## Exercises to complete:
[1] In one to three sentences, explain why the strawberry article recommends roasting strawberries before adding them to baking recipes.
[2] Repeat the part of the strawberry article starting with "Tips on choosing" and going on through "berries hidden inside.".
[3] According to the strawberry article, how much fiber does one cup of strawberries contain?

## Provided passage:
I love strawberries. As a very small girl, I once sat and ate so many fresh strawberries that I broke out in a rash all over my little juice stained face. My mom loves to joke that this is why my hair is red. When the weather starts to turn warm and ripe berries flood the farmers markets and groceries stands, I want to do cartwheels in the street! Sometimes I do…
Strawberries are packed with antioxidants, including our old pal Vitamin C! In fact, a cup of strawberries contains more than a whopping 89mg of Vitamin C, which meets 100% or more of the recommended daily intake for Vitamin C. Strawberries contain 3 g of fiber per cup, getting you on your way to your recommended 25-30 g per day. They are also a source of folate, an essential B Vitamin involved in many important biological processes including DNA synthesis and cell division.
Tips on choosing the best berries:
When choosing strawberries at the market, look for a lovely uniform red without green or white spots. The tops should look green and healthy and the berries should smell sweet but not rancid. If you see moisture or juice in the bottom of the carton, there is a good chance you have squished, overripe berries hidden inside.
If you plan on eating them the same day you pick them up, strawberries will do just fine on the counter. If not, I recommend storing them in your refrigerator’s produce drawer in their original carton so that they can breath. I typically do not like to wash my berries until I am ready to use them, as the extra moisture can cause them to mold or spoil. If you are going to wash and cut your berries before popping them in the fridge, I find adding a paper towel to the bottom of your storage container can help absorb extra moisture and keep your berries fresh a few days longer.
If you find yourself in the envious situation of being up to your ears in so many strawberries you can’t possibly eat them before they go bad, freeze them! Simply trim the tops off your berries, spread them over a cookie sheet in a single layer and pop them in the freezer. Once they are frozen, you can store them in a freezer safe bag or container.
How to roast strawberries:
That’s right. Roasted strawberries. This has to be one of my new favorite tricks in my magic cooking box. When you roast fresh strawberries in the oven, it helps bring out the natural sweetness of those little ruby gems without adding any extra sugar. You now have a marvelous topping for your waffles, your ice cream, and your best shortbread recipe. It also also helps release some of the moisture trapped in your berries. This makes them the perfect addition to baking recipes where the moisture oozing out of your berries can leave you with a soggy ruined mess.
Wash your fresh berries, remove their tops and cut them into halves or quarters. spread them out over a parchment lined baking sheet. Optional: drizzle your berries in a little olive oil for an extra flavor treat. Roast them at 375° for 15 minutes or until your berries have softened slightly and released some of their moisture.
If I have managed not to gobble up every strawberry straight out of the carton, I love to slice them and toss them in my salads. They are especially tasty paired with spinach and/or arugula. I love to make a variant of bruschetta with strawberries and balsamic especially when I have a good crusty bread on hand and access to fresh ricotta or chèvre. YUM. Berries are so tasty tossed in your favorite cereal, piled on top of some homemade waffles, thrown into a rustic tart, or baked into your favorite scone.
What are your favorite ways to enjoy strawberries? Share bellow!

## Dataset excerpts:
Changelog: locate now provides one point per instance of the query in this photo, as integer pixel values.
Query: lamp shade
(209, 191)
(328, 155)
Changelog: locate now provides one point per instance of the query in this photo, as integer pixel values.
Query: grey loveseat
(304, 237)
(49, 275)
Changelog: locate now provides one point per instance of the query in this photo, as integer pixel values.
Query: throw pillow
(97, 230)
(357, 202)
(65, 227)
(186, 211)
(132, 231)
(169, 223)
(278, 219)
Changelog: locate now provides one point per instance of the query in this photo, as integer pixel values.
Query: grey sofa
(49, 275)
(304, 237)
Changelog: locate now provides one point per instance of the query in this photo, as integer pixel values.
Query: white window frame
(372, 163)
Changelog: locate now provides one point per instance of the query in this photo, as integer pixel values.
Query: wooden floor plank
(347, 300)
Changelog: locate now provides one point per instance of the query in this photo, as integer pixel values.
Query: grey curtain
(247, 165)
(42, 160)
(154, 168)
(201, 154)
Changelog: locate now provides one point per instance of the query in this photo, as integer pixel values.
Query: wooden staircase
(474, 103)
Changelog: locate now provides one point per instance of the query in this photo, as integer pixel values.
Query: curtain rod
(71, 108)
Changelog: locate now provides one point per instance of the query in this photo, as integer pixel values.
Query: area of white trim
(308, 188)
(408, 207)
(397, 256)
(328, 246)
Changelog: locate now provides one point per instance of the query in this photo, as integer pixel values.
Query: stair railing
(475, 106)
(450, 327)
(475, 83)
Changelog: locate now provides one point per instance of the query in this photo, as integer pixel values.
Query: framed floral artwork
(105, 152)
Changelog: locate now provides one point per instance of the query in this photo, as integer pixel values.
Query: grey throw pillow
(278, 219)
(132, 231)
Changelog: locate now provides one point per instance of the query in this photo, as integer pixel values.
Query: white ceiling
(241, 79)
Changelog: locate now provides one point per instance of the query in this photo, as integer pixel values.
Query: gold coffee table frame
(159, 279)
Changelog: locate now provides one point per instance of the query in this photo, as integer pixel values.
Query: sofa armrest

## Answers by task:
[1] Roasting releases some of the moisture trapped in the berries. Otherwise that moisture can ooze out during baking and leave a soggy, ruined mess.

[2]
Tips on choosing the best berries:
When choosing strawberries at the market, look for a lovely uniform red without green or white spots. The tops should look green and healthy and the berries should smell sweet but not rancid. If you see moisture or juice in the bottom of the carton, there is a good chance you have squished, overripe berries hidden inside.

[3] One cup of strawberries contains 3 g of fiber.